BRANO FORNITO:
__________
Il webmaster è responsabile di concorso nel reato di diffamazione per i contenuti offensivi dei commenti pubblicati dagli utenti
Con la sentenza che si segnala ai lettori la Corte di Cassazione torna a pronunciarsi sull’annosa questione relativa alla responsabilità del gestore di un sito internet per i commenti offensivi e le contumelie pubblicate da altri utenti all’interno del sito.
In dettaglio, confermando le conclusioni cui era pervenuta la Corte d’Appello di Brescia, i giudici di legittimità hanno ritenuto responsabile di concorso nel reato di diffamazione il legale rappresentante di un una nota società, gerente un sito specializzato in materia calcistica, nella cui community un utente aveva pubblicato un articolo contenente espressioni diffamatorie nei confronti del Presidente della Lega Nazionale Dilettanti della Federazione Italiana Gioco Calcio. Articolo al quale, per giunta, era stato allegato anche un file contenente il certificato penale riguardante la persona offesa.
Pur riconoscendo la circostanza per cui lo scritto incriminato era stato autonomamente caricato sul sito dall’autore del medesimo, la Corte al contempo, valorizza il dato della ricezione di una mail da parte dell’imputato, inviatagli dall’autore dell’articolo, contenente il richiamato certificato penale, quale elemento dirimente per affermare la sussistenza della responsabilità penale in capo al gestore del sito.
Per tale via, il giudizio di responsabilità viene pertanto formulato per l’aspetto “dell’aver l’imputato mantenuto consapevolmente l’articolo sul sito, consentendo che lo stesso esercitasse l’efficacia diffamatoria che neppure il ricorrente contesta…allorché ne apprendeva l’esistenza, fino al successivo 14 agosto, allorché veniva eseguito il sequestro preventivo del sito”.
I giudici di legittimità sembrano, dunque, aderire a quell’orientamento, peraltro potenzialmente in conflitto con alcuni recenti arresti della Corte Europea dei Diritti dell’Uomo, in forza del quale sussiste in capo a chi gestisce un sito internet un obbligo di controllo e conseguente rimozione dei contenuti illeciti in una fase successiva alla loro pubblicazione, stante l’impossibilità, in capo ad essi, di procedervi in via preliminare alla loro pubblicazione. Non potendo, infatti, tale controllo essere effettuato prima della pubblicazione, la giurisprudenza ha creato un obbligo di controllo e rimozione immediatamente successivo in capo al gestore del sito, con conseguente responsabilità penale in capo a questi qualora ometta di procedere tempestivamente alla loro rimozione.
__________
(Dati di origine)

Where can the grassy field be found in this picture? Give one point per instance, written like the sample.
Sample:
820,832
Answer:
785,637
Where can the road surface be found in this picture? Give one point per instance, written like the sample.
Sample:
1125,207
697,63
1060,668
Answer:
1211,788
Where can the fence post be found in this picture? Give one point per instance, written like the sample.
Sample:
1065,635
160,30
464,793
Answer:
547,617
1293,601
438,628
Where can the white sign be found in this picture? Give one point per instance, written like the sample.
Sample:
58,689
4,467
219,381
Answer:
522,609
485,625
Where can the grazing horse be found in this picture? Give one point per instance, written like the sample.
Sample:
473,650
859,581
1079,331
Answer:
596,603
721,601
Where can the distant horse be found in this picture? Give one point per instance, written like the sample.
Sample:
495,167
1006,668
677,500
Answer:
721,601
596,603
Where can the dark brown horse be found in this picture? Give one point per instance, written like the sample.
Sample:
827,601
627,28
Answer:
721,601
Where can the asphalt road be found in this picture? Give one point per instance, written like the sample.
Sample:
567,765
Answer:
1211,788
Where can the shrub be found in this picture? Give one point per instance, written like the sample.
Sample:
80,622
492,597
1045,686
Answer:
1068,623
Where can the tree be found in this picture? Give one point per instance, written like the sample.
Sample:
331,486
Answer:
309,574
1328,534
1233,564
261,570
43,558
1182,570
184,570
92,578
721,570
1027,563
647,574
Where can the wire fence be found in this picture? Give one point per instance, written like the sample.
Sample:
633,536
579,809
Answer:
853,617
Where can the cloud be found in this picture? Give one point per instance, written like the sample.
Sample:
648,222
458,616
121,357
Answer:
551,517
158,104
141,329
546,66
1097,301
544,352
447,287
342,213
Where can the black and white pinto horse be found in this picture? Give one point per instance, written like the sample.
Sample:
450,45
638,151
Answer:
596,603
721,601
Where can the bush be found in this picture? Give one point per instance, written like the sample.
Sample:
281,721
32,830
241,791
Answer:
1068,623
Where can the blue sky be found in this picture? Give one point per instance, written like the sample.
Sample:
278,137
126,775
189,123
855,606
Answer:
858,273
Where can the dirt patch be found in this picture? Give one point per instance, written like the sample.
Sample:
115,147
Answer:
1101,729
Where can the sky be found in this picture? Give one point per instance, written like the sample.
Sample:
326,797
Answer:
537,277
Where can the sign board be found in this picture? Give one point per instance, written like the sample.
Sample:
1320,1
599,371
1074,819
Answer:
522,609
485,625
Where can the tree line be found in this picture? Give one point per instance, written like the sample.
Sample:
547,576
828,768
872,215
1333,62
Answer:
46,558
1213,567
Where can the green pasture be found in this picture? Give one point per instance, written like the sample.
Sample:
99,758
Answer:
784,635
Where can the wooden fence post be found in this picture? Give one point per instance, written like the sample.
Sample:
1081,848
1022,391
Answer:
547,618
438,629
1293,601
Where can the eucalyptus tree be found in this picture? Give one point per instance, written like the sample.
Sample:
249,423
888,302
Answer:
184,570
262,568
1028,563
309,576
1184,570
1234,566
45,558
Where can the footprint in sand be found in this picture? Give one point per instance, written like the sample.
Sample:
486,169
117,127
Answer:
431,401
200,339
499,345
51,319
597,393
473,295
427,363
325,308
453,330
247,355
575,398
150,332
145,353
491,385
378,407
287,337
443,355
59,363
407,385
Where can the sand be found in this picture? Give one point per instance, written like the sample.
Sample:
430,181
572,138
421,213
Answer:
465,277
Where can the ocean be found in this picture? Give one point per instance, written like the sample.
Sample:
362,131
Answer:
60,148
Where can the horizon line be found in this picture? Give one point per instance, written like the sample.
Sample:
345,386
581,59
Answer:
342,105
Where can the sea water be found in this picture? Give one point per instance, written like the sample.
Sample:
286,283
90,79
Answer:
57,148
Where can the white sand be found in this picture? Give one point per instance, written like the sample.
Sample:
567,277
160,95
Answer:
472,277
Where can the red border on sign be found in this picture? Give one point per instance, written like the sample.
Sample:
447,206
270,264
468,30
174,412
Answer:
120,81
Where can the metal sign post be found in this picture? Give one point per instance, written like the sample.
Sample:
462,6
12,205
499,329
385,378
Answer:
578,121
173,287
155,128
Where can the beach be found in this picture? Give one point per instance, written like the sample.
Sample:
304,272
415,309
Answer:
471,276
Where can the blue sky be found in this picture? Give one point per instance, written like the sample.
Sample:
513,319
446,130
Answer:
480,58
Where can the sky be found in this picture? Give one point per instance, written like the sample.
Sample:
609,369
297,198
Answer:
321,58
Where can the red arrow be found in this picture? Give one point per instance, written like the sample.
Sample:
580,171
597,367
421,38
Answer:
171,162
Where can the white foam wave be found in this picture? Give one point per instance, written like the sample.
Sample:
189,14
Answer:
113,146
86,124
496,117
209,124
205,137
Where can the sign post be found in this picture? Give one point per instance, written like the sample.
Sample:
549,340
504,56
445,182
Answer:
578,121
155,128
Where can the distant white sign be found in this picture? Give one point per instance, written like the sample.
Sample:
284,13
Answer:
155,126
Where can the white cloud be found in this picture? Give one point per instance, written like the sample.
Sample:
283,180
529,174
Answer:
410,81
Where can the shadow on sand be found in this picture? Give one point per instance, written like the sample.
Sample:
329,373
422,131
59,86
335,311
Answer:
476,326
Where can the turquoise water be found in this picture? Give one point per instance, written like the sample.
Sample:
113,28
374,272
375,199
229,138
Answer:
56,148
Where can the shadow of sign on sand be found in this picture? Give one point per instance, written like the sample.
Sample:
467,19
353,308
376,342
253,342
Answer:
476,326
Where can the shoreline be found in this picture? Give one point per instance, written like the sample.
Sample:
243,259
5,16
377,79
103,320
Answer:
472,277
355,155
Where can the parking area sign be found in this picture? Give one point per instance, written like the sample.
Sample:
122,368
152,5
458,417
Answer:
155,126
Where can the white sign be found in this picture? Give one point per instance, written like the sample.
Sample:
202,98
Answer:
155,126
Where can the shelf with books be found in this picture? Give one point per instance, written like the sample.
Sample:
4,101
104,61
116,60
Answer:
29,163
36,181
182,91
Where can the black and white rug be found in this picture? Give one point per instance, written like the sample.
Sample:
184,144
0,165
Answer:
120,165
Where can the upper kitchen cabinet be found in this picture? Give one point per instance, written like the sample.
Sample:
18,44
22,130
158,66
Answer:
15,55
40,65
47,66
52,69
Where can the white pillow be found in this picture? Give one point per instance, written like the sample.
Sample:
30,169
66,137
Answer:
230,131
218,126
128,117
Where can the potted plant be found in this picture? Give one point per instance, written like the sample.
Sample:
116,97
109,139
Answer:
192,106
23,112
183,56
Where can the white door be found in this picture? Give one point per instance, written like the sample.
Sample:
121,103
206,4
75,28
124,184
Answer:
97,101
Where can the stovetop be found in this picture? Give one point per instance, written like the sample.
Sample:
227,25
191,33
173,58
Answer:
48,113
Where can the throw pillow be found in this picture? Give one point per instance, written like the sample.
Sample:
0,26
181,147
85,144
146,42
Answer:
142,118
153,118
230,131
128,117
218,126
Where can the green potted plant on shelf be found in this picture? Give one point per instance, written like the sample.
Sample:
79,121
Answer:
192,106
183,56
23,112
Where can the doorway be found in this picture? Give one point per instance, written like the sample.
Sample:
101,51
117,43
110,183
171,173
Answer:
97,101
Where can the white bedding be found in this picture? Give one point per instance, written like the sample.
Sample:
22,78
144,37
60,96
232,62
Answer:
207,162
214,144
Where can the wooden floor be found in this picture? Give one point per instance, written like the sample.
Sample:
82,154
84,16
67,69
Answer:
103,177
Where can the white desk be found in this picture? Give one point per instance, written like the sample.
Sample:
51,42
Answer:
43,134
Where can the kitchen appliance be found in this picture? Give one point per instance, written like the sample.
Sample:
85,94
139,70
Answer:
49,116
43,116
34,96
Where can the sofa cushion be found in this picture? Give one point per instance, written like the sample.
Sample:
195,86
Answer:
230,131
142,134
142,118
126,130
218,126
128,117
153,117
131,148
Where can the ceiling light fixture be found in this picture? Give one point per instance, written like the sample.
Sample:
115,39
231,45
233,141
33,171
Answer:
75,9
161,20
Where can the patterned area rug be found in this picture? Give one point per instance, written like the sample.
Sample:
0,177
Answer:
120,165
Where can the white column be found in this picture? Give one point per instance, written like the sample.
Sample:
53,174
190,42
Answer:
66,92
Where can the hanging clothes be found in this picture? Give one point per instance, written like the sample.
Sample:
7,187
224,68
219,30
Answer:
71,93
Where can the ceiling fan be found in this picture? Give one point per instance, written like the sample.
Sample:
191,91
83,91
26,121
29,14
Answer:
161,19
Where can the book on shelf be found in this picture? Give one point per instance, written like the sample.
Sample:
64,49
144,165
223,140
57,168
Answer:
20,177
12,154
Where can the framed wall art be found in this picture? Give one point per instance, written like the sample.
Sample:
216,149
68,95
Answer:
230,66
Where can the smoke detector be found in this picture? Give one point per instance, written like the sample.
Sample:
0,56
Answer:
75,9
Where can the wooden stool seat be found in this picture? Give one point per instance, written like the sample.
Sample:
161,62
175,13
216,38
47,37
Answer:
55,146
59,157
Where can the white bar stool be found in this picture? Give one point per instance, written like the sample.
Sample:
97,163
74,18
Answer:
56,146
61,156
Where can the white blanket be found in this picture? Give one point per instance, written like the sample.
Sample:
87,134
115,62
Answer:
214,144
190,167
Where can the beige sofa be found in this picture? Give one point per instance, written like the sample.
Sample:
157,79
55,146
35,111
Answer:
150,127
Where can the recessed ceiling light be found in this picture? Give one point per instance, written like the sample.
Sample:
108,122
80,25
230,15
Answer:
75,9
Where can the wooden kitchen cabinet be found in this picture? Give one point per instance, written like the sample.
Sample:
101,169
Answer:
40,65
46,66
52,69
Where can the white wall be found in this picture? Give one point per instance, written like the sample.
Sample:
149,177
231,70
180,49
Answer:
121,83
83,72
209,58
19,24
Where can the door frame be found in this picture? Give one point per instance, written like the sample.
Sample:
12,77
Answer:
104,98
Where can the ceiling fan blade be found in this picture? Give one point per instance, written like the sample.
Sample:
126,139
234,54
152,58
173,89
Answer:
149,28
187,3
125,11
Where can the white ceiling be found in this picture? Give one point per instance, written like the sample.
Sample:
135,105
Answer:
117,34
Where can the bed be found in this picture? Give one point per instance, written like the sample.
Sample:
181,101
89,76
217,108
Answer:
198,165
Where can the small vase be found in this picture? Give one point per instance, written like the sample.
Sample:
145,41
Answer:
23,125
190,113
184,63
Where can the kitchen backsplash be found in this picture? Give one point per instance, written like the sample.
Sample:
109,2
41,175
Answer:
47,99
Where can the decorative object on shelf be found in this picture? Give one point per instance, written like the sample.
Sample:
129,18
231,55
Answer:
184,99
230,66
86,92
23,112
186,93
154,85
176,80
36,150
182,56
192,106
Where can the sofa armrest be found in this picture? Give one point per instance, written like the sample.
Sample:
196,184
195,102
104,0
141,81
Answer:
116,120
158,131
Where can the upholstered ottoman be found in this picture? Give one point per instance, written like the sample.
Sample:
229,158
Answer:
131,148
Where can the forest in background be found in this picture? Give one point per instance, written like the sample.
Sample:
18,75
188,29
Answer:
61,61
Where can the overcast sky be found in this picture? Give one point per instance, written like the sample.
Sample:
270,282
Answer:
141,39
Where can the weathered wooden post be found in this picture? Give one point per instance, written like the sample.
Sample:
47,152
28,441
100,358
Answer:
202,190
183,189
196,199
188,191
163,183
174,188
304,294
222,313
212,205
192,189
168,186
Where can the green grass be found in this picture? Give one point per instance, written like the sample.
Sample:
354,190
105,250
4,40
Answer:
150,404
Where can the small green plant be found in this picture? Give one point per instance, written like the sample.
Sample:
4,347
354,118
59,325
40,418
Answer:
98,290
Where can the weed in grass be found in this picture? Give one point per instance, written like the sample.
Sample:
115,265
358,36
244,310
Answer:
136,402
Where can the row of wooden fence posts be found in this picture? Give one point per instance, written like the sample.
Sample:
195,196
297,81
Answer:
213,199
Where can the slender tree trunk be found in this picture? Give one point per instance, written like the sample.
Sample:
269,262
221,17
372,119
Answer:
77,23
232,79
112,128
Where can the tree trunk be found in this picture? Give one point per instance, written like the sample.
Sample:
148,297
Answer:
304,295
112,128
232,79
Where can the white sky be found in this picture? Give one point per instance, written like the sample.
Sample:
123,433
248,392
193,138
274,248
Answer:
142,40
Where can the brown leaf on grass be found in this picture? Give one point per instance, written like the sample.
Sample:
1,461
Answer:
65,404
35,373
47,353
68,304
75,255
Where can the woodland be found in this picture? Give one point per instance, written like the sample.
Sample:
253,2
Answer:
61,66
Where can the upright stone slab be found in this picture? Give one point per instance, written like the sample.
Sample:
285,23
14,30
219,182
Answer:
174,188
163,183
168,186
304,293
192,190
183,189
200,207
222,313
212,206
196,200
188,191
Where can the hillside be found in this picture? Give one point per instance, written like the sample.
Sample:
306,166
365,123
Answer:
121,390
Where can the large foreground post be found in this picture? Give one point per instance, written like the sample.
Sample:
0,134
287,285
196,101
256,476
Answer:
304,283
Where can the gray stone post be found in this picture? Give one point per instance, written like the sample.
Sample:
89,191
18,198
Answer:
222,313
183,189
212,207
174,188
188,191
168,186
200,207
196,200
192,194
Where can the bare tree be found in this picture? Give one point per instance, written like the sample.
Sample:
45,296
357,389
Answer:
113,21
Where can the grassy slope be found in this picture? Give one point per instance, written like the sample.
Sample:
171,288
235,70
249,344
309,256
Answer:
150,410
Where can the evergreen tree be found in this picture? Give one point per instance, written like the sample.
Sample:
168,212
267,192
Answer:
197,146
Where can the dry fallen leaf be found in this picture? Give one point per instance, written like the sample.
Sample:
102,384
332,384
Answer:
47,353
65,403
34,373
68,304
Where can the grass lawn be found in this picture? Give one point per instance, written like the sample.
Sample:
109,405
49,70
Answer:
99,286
__________
ISTRUZIONI DEL COMPITO:
Riporta il brano fornito da "Il webmaster è" giù fino a "all’interno del sito.", sostituendo "Corte di Cassazione" con "Suprema Corte".

RISULTATO ESERCIZIO:
Il webmaster è responsabile di concorso nel reato di diffamazione per i contenuti offensivi dei commenti pubblicati dagli utenti
Con la sentenza che si segnala ai lettori la Suprema Corte torna a pronunciarsi sull’annosa questione relativa alla responsabilità del gestore di un sito internet per i commenti offensivi e le contumelie pubblicate da altri utenti all’interno del sito.